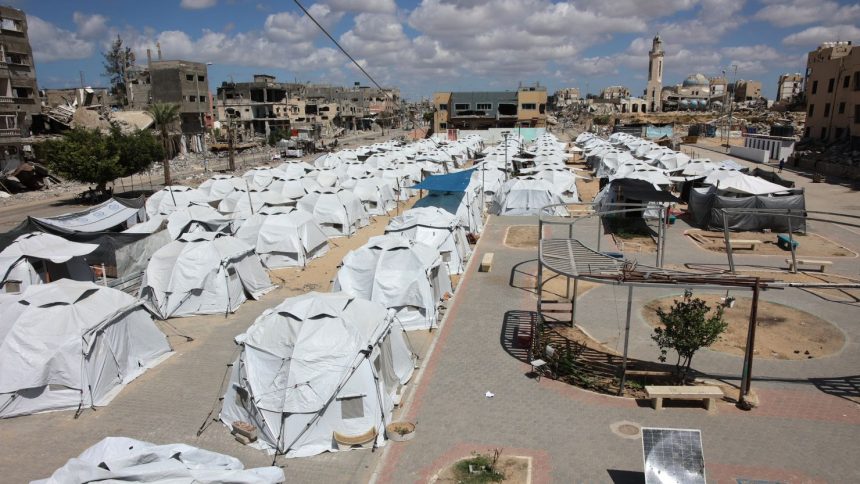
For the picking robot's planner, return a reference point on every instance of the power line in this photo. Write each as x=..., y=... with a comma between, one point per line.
x=338, y=46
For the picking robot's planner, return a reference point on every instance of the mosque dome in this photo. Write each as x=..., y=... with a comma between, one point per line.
x=696, y=80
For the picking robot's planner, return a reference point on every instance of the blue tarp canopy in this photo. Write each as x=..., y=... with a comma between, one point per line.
x=452, y=182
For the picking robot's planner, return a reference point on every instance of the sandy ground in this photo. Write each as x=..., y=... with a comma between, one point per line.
x=783, y=333
x=809, y=245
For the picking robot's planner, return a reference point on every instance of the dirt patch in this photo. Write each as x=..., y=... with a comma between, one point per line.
x=809, y=245
x=515, y=469
x=783, y=333
x=522, y=237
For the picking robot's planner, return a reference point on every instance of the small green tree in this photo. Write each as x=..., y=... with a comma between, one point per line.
x=686, y=329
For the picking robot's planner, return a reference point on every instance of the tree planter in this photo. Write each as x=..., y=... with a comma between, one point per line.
x=400, y=431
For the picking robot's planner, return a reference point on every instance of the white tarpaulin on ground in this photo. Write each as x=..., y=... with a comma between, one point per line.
x=400, y=274
x=169, y=199
x=436, y=228
x=286, y=239
x=339, y=213
x=71, y=344
x=120, y=459
x=35, y=257
x=202, y=273
x=316, y=365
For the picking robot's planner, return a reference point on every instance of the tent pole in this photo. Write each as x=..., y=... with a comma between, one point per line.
x=626, y=340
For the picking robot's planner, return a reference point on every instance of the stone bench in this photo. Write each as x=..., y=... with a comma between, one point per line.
x=752, y=243
x=709, y=394
x=822, y=264
x=486, y=262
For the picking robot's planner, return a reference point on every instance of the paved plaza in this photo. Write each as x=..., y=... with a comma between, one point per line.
x=805, y=430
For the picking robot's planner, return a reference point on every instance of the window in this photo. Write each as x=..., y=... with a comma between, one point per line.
x=352, y=407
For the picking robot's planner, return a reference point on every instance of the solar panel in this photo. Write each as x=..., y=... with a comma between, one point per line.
x=673, y=456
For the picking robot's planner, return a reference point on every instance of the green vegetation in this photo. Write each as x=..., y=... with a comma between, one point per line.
x=90, y=156
x=687, y=329
x=164, y=114
x=479, y=469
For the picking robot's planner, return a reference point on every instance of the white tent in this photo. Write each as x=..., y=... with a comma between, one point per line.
x=526, y=196
x=339, y=213
x=169, y=199
x=318, y=366
x=38, y=257
x=436, y=228
x=71, y=344
x=120, y=459
x=202, y=273
x=400, y=274
x=376, y=194
x=465, y=205
x=285, y=239
x=198, y=218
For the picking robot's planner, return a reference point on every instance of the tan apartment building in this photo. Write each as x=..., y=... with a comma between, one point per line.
x=833, y=92
x=525, y=107
x=18, y=89
x=788, y=87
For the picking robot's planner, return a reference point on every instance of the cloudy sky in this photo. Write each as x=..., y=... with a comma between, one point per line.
x=424, y=46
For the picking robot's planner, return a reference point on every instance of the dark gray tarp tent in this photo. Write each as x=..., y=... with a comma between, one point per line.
x=110, y=242
x=706, y=203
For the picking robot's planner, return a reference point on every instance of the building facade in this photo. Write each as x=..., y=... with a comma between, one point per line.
x=18, y=88
x=789, y=87
x=833, y=92
x=654, y=89
x=525, y=107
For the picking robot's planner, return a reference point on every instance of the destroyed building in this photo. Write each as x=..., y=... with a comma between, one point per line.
x=18, y=88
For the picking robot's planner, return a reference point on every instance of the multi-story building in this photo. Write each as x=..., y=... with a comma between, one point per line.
● ● ● ● ●
**REQUIRED TASK**
Please copy out the lines between the one holding "the white tent" and the one holding "x=198, y=218", inclusive, character for character.

**EXERCISE SOLUTION**
For the picking robot's planner, return a reference point on every instance of the white tent in this photo. Write each as x=..., y=... with a comma between, one point per line.
x=526, y=196
x=339, y=213
x=169, y=199
x=318, y=366
x=38, y=257
x=436, y=228
x=71, y=344
x=120, y=459
x=202, y=273
x=400, y=274
x=376, y=194
x=465, y=205
x=285, y=239
x=198, y=218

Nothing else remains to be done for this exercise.